Directions
Restate the part of the passage on image layers that opens with the words containing "All layers below" and closes with "impact image size.", changing "immutable" to "read-only".

All layers below the writable layer created for a container are immutable, meaning they can never be modified. This property makes it possible to share access to images instead of creating independent copies for every container. It also makes individual layers highly reusable. The other side of this property is that any time you make changes to an image, you need to add a new layer, and old layers are never removed. Knowing that images will inevitably need to change, you need to be aware of any image limitations and keep in mind how changes impact image size.

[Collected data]
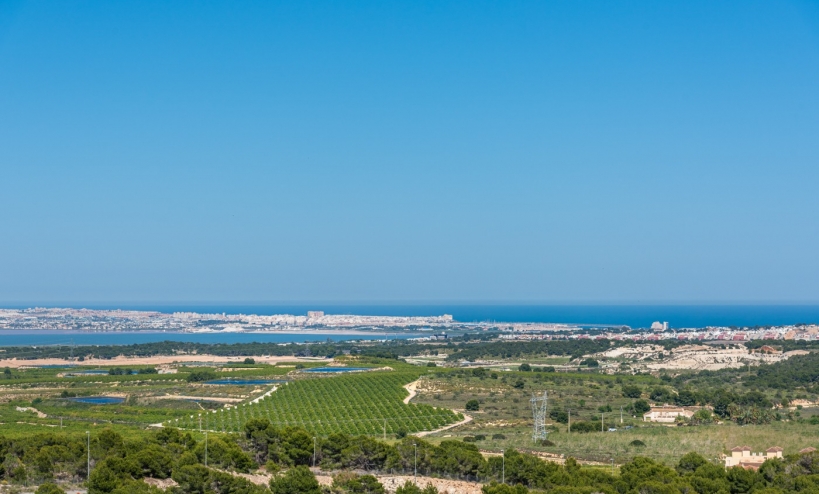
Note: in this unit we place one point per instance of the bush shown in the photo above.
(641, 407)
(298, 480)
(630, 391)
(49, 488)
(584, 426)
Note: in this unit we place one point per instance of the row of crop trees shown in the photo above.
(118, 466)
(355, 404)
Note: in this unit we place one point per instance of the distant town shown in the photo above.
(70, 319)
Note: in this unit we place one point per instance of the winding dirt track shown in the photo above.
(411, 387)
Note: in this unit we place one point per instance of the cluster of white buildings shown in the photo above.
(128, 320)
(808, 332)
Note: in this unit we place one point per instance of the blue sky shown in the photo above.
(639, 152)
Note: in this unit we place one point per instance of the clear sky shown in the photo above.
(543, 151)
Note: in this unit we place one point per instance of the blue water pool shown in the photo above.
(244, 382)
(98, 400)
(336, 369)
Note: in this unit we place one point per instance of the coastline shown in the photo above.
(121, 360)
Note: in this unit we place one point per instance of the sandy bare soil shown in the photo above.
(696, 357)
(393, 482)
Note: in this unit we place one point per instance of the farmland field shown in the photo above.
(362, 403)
--
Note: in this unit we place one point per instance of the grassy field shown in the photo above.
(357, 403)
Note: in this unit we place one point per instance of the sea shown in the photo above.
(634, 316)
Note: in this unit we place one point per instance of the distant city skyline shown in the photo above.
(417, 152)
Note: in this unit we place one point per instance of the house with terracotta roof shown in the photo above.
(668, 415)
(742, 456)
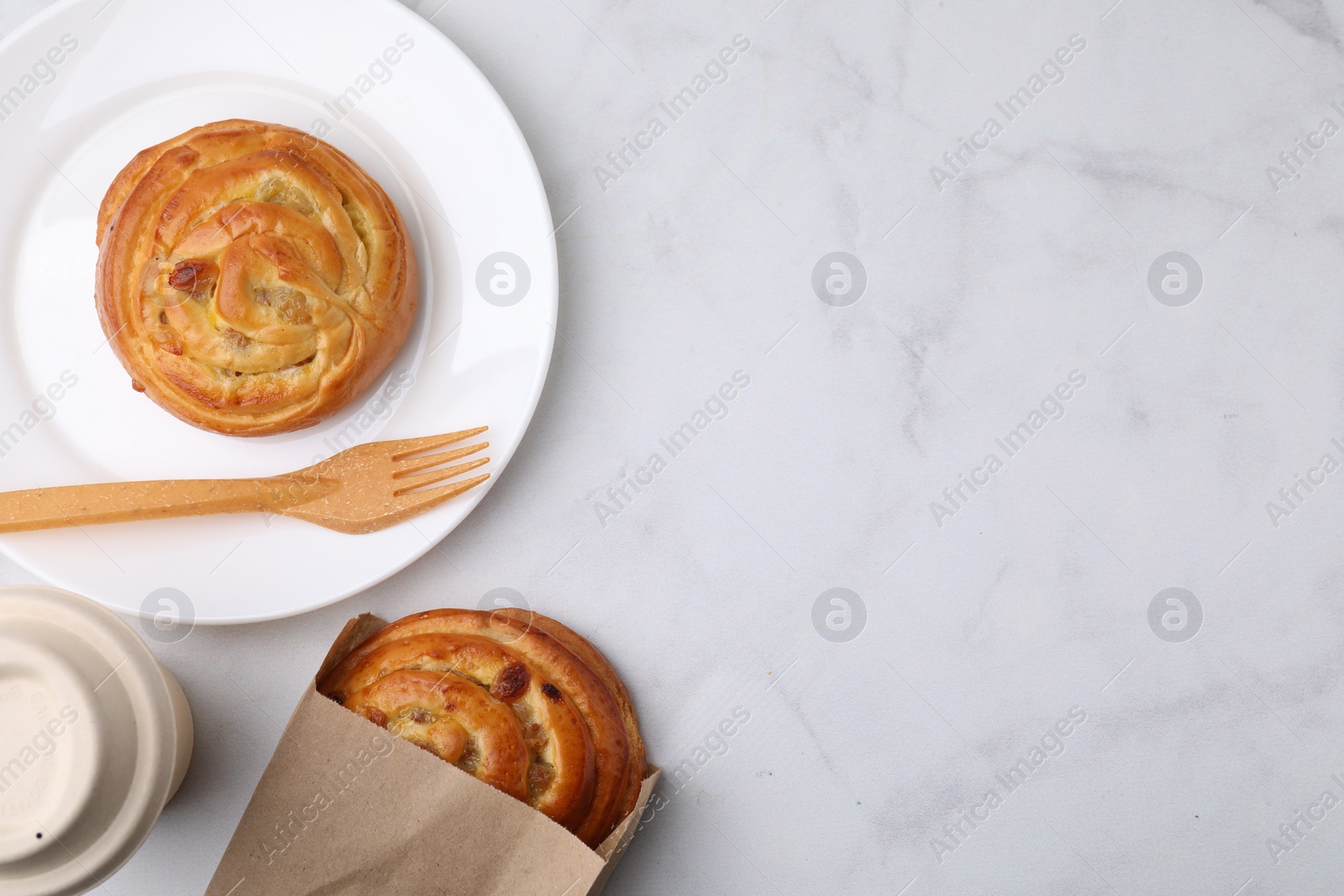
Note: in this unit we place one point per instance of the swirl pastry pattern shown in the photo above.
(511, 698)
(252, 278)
--
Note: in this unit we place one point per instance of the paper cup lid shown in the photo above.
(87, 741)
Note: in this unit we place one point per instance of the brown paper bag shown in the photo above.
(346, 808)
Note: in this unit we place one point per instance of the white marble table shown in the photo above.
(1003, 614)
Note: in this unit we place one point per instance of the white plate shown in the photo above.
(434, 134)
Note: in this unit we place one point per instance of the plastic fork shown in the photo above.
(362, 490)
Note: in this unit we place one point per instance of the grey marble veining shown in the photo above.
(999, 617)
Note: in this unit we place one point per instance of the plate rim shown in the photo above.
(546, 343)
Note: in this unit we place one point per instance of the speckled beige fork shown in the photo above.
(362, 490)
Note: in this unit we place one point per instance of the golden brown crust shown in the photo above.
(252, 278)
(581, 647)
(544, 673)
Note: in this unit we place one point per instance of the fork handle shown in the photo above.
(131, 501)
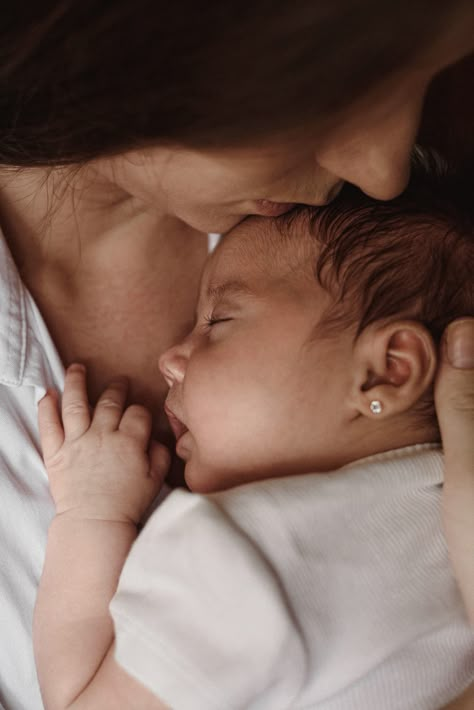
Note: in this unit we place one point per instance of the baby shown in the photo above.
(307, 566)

Result of the task
All layers below the writable layer created for a container are read-only, meaning they can never be modified. This property makes it possible to share access to images instead of creating independent copies for every container. It also makes individual layers highly reusable. The other side of this property is that any time you make changes to an image, you need to add a new layer, and old layers are never removed. Knowing that images will inevitably need to change, you need to be aware of any image limitations and keep in mind how changes impact image size.